EXTRACTED TEXT:
•••
Foote Botanical Preserve at Mt. George
The original donors, June and Si Foote, intended it to be a permanent native plant preserve.
In their dedication of the property to the Land Trust, June and Si wrote:
“Our gift of this property to the Land Trust is made with our intentions that the entire property be utilized by the Land Trust for open space and botanical protection purposes.” – June 27, 1995
The Land Trust manages the Foote Preserve in conjunction with a group of dedicated volunteers for the protection and preservation of this beautiful property. Access to the Preserve is by permission only and through guided Land Trust hikes.
Commercial Use is prohibited on all LTNC properties.
The Foote Botanical Preserve lies on an arm of the North Coast Ranges, referred to as the Napa Range in early floras and identified as the Howell Range by local writers and historians. Mt. George is a prominent peak 2 miles east of the City of Napa (1,877 ft. elevation). The Preserve’s 770 acres include the Mt. George summit and a 1,392 ft. peak to the south. It also encompasses a portion of Sarco Creek, the seasonal Tupper Creek, and another unnamed perennial stream near its southeastern boundary.
Geology & Habitat – The geologic parentage of the entire preserve is of volcanic origin, formed 3-5 million years ago (Sonoma Volcanics). The low erodability of the igneous substrate is largely responsible for the extensive rock outcroppings and thin alluvial and rocky colluvial soils. The durable volcanic rock also entraps groundwater that escapes through a number of fractures as seeps and perennial springs. The impermeable surface of the rock creates seasonally saturated conditions, including ephemeral wetlands where the slopes are gentle. Forests are confined to steep north slopes and canyons.
Much of the Preserve is covered by brushlands (chaparral), dominated by chamise (Adenostoma fasciculatum) and five species of manzanita (Arctostaphylos spp.). Chaparral grows in Mediterranean climates, characterized by hot, dry summers and mild winters. Most chaparral plants are drought tolerant and known for their rapid regeneration after fire. These plants have evolved in adaptation to high-intensity wildfires that historically occurred in the summer or fall every 30 to 80 years. Many have developed mechanisms to survive fire, such as resprouting after fire or producing seeds which are dormant until stimulated to germinate by fire. Chaparral is also characterized by nutrient-poor soils due to post-fire erosion.
Within the overall chaparral landscape, there are small areas of grassland, rock outcrops, meadow, and forest. The Preserve also has seasonal wetlands and drainages in which Zigadenus micranthus, Spiranthes porrifolia, and other riparian species grow. Grassland and rock outcrop habitats provide foraging and nesting environments for small mammals and reptiles. Annual plants dominate the more open grassland and meadow areas where there is more sun and water available. These areas provide a vivid display of wildflowers in the spring and attract a variety of birds of prey.
The Preserve is unique in having wetland habitats in this primarily dry community: a small redwood forest at the west side of the Preserve, a riparian zone along Sarco Creek, and several small creeks traveling down from three peaks. Redwoods, like chaparral species, are also adapted to fire. Adults can resist surface fire damage due to thick, fibrous bark, and may resprout if their canopies are damaged or killed.
•••
DATASET ROWS:
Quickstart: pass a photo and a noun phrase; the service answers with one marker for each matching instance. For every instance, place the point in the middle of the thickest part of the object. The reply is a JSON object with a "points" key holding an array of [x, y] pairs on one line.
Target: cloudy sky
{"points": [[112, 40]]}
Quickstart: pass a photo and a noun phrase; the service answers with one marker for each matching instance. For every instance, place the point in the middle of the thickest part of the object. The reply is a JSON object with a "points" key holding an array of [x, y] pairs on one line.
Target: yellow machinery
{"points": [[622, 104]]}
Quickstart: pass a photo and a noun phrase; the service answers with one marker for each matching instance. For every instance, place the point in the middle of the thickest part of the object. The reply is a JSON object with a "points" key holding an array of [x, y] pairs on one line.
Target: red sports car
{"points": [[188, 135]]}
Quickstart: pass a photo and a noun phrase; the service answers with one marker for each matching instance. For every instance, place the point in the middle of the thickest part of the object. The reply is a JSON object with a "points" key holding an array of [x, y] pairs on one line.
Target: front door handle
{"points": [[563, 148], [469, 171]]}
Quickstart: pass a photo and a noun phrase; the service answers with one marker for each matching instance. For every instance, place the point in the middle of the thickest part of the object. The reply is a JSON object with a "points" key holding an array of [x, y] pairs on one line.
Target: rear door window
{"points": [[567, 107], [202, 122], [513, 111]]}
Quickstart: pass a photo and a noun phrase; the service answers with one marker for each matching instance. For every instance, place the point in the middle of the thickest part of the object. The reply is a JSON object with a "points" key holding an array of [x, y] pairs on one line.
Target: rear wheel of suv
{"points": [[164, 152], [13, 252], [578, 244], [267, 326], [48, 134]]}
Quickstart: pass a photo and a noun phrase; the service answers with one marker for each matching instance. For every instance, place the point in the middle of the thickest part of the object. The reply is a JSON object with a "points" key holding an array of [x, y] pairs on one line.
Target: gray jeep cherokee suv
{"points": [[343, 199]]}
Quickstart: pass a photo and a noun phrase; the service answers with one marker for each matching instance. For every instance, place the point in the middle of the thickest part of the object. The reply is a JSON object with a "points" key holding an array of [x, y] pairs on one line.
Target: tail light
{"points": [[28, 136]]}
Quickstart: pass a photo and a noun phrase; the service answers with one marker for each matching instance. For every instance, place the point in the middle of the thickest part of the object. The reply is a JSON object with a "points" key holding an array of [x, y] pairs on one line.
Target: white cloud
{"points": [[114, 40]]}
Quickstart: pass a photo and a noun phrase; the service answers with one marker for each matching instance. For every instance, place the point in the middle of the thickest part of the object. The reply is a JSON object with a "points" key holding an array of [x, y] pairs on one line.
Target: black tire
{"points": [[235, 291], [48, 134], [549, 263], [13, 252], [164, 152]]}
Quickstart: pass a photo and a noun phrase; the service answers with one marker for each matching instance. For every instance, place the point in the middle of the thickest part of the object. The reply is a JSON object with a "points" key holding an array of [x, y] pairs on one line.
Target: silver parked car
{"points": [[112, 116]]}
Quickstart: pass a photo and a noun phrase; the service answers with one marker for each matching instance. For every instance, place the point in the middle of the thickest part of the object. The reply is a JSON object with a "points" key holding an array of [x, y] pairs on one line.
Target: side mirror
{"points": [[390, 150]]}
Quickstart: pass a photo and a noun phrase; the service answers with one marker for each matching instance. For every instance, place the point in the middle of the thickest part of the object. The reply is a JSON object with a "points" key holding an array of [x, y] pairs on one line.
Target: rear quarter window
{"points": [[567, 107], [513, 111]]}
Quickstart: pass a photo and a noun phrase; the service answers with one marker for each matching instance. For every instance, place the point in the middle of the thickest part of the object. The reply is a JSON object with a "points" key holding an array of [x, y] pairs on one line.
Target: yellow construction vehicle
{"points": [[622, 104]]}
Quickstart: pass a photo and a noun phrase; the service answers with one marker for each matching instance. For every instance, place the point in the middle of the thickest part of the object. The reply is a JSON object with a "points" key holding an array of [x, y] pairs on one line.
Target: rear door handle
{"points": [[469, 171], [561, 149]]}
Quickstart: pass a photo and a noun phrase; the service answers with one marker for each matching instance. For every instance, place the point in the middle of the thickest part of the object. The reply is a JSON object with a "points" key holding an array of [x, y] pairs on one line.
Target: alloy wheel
•••
JOBS:
1 – Extract the passage of the preserve description above from "The Preserve is unique" to "damaged or killed.".
2 – For each statement, say yes or no on whether it agrees with the preserve description, and quote the deciding words.
(a) The Preserve covers 770 acres.
(b) Forests on the Preserve grow mainly on south-facing slopes.
(c) High-intensity wildfires historically struck the chaparral every 10 to 20 years.
3 – Answer from the preserve description:
(a) How far from the City of Napa is Mt. George, and in which direction?
(b) How many species of manzanita help dominate the Preserve's brushlands?
(c) On which side of the Preserve is the small redwood forest?

THE SOLUTIONS:
1 –
The Preserve is unique in having wetland habitats in this primarily dry community: a small redwood forest at the west side of the Preserve, a riparian zone along Sarco Creek, and several small creeks traveling down from three peaks. Redwoods, like chaparral species, are also adapted to fire. Adults can resist surface fire damage due to thick, fibrous bark, and may resprout if their canopies are damaged or killed.

2 –
(a) Yes: "The Preserve’s 770 acres include the Mt. George summit"
(b) No: "Forests are confined to steep north slopes and canyons."
(c) No: "high-intensity wildfires that historically occurred in the summer or fall every 30 to 80 years"

3 –
(a) 2 miles east
(b) Five
(c) The west side